(MATERIAL TO PROCESS begins)

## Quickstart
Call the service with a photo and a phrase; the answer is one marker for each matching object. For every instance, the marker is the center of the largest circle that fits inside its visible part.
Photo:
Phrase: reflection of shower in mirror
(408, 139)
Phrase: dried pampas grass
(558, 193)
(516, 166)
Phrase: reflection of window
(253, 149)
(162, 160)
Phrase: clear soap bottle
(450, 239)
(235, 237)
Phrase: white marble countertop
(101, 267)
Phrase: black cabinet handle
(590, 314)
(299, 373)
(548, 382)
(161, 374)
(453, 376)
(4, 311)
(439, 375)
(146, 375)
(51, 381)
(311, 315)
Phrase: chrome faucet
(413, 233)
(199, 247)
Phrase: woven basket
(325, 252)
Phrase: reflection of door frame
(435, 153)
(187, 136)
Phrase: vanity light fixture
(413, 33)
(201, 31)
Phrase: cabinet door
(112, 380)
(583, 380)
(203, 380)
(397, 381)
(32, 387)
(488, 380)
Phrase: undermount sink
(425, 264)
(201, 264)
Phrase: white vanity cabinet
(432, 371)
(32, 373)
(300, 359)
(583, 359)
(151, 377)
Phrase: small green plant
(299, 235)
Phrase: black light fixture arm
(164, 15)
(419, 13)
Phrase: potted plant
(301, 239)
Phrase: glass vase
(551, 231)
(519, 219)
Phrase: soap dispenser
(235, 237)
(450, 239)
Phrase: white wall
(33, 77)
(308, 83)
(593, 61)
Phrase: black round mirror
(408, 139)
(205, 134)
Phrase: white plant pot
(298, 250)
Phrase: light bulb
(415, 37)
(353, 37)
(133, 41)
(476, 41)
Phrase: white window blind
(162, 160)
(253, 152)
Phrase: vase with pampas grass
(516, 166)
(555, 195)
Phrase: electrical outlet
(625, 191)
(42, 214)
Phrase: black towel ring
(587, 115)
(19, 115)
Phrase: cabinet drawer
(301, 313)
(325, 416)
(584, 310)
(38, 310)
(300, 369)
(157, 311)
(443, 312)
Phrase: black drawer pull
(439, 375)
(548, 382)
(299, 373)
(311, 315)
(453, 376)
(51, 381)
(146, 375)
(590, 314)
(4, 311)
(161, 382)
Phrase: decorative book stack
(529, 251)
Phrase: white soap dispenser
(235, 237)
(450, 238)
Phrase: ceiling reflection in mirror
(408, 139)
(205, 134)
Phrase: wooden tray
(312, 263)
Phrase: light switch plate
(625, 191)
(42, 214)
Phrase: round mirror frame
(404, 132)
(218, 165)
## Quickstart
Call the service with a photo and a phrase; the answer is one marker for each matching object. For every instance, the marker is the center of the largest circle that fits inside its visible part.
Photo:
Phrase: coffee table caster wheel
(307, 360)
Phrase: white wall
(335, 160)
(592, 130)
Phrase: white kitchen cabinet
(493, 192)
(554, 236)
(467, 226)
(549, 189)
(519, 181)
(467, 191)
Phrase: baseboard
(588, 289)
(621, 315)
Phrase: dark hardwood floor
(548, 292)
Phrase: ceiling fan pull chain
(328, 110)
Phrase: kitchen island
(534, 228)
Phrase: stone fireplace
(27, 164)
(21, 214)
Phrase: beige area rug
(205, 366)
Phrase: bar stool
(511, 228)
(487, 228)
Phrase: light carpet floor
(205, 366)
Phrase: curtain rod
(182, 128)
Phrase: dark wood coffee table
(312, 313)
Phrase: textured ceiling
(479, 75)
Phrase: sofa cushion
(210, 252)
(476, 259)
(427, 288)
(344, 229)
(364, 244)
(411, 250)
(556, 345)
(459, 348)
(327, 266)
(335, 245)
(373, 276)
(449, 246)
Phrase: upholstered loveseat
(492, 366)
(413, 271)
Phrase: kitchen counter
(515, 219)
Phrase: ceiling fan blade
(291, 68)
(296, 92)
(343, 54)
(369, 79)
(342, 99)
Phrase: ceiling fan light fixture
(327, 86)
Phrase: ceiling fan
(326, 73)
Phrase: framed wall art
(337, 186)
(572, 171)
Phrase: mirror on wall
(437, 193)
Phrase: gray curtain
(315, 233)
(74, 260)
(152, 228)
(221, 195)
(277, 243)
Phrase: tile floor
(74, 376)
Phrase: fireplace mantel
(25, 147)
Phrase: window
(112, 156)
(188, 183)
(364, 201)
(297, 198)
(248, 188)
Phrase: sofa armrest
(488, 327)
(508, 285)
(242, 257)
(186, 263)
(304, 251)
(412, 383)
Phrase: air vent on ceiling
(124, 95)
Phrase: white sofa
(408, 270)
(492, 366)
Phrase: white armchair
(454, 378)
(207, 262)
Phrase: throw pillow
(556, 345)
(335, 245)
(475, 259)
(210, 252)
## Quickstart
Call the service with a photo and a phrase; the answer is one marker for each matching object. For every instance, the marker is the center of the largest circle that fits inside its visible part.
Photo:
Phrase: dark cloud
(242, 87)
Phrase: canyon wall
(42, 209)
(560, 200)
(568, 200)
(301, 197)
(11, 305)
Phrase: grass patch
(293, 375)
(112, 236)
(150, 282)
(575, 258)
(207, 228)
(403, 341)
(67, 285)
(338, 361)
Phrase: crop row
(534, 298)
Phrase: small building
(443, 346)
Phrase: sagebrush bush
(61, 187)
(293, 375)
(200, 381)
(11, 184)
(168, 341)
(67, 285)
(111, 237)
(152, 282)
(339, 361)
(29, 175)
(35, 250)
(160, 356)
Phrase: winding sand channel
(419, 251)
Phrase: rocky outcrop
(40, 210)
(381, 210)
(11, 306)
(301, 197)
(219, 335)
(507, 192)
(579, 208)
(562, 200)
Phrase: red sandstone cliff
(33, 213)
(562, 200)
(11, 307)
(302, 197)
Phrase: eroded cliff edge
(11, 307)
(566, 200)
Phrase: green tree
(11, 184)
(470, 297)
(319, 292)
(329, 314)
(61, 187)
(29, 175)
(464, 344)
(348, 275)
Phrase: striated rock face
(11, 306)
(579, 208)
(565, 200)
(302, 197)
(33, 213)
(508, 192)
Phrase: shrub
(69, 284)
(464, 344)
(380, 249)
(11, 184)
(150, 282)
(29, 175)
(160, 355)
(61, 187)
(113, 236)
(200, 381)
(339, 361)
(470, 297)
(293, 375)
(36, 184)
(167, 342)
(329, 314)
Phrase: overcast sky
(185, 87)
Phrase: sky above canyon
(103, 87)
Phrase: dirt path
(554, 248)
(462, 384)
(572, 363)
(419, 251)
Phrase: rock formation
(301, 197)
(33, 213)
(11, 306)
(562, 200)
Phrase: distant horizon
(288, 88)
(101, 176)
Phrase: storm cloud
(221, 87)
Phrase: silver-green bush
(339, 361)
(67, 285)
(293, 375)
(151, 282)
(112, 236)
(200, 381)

(MATERIAL TO PROCESS ends)

*ACTION ITEM*:
Your response should consist solely of the lines from the one containing "Phrase: shrub" to the end of the entries, both ends included, exactly as they appear.

*EXERCISE RESULT*:
Phrase: shrub
(69, 284)
(464, 344)
(380, 249)
(11, 184)
(150, 282)
(29, 175)
(160, 355)
(61, 187)
(113, 236)
(200, 381)
(339, 361)
(470, 297)
(293, 375)
(36, 184)
(167, 342)
(329, 314)
Phrase: overcast sky
(185, 87)
Phrase: sky above canyon
(103, 87)
Phrase: dirt path
(554, 248)
(462, 384)
(572, 363)
(419, 251)
Phrase: rock formation
(301, 197)
(33, 213)
(11, 306)
(562, 200)
Phrase: distant horizon
(288, 88)
(101, 176)
Phrase: storm cloud
(221, 87)
Phrase: silver-green bush
(339, 361)
(67, 285)
(293, 375)
(151, 282)
(112, 236)
(200, 381)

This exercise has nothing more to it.